** Opening Text passage block **

Dr. Levine comments on “How to find Mommy Friends”

Published: February 25, 2010 | Last Updated: February 25, 2010 By | Reply Continue Reading

By Katherine Bontrager

At one time, 10 at night was the time you hit the town, instead of hitting the sheets. And 3 in the morning was when the bars closed and you feared nursing a hangover, instead of nursing a hungry infant. Ah, the difference one positive pregnancy test and a lifetime of love can make.


If you’re like many new young moms, you’re among the first of your friends to have children. This life change can be awkward terrain to navigate. While your friends are still living the carefree life, you’re carefully nurturing this incredible life you’ve been blessed with. And when you pick up the phone to call a friend, it can be hard to find someone with whom to trade breastfeeding tips instead of barhopping anecdotes.

** Closing Text passage block **
** Opening Exercise data block **

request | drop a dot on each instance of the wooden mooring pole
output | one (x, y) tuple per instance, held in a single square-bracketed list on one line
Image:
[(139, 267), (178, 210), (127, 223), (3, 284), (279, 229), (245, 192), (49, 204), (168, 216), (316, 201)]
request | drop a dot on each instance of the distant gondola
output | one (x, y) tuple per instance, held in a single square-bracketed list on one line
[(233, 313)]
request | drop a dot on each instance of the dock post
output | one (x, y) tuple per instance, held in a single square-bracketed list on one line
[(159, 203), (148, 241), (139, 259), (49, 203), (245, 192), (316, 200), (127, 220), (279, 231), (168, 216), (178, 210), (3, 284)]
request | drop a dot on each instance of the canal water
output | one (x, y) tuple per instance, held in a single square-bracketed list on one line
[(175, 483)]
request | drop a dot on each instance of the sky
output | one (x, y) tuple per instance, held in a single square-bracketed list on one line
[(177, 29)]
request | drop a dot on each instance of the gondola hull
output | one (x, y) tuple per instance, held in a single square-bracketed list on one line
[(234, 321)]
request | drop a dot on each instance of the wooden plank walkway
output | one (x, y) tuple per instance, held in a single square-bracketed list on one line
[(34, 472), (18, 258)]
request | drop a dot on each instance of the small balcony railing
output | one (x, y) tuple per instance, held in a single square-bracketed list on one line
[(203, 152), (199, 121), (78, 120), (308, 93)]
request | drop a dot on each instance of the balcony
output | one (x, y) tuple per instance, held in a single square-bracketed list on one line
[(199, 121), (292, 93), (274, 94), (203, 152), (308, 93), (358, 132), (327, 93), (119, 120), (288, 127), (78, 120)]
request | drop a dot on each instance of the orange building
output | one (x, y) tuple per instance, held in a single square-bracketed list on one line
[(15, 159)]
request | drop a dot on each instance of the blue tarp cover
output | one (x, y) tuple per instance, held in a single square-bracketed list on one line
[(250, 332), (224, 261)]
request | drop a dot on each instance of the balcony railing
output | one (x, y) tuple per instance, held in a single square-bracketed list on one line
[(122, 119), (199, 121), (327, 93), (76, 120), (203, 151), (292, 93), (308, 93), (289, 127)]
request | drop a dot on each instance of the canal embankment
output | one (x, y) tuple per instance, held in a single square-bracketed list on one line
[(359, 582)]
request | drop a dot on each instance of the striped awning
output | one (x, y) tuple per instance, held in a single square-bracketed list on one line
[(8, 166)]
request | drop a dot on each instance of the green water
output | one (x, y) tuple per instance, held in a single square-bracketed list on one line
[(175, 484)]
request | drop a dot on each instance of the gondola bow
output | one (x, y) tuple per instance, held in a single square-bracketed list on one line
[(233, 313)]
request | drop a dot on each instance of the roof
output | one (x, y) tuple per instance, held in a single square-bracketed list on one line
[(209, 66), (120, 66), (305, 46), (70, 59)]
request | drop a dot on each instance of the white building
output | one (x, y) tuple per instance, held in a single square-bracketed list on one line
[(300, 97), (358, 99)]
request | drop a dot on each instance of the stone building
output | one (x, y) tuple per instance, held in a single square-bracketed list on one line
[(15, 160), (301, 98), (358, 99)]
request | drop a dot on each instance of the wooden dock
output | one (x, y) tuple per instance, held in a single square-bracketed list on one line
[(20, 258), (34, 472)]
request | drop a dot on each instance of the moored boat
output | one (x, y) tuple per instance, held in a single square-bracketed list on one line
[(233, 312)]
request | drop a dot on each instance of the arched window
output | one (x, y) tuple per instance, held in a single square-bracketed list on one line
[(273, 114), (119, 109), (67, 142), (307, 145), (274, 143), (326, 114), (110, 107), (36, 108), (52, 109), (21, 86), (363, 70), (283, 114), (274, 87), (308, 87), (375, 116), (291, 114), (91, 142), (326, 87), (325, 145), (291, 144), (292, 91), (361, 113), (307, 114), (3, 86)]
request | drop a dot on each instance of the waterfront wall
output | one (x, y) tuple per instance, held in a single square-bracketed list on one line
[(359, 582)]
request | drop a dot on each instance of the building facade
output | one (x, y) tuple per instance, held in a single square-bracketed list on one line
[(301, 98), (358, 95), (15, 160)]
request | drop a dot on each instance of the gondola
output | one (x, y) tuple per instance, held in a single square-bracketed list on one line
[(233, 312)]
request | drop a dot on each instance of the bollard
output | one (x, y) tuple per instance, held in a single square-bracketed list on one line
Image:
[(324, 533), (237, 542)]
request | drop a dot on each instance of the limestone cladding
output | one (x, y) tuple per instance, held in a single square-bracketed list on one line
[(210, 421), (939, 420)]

** Closing Exercise data block **

Exercise aim: Can you continue the article about finding mommy friends, picking up right after its final paragraph?

Exercise answer:
To be honest, there’s nothing like the empathetic ear and helpful sounding board that a fellow mom provides. So how can new moms branch out and find other mommy friends while still maintaining friendships with their single or childless friends?…


Psychiatrists and psychologists have long heralded the importance of friendships in an individual’s emotional well-being. And for a young mom traversing the world of motherhood, such relationships are absolutely critical.


"Having friends to rely upon for trust, support and advice are essential at every stage of a woman’s life," says Dr. Irene S. Levine, author of Best Friends Forever: Surviving a Breakup with Your Best Friend (Overlook Press, 2009) and a professor of psychiatry at the New York University School of Medicine. "A growing body of research suggests that close friendships enhance a woman’s health and emotional well-being. Having a network of close friends is associated with lower blood pressure, decreased heart rate, lower cholesterol levels and decreased risk of depression."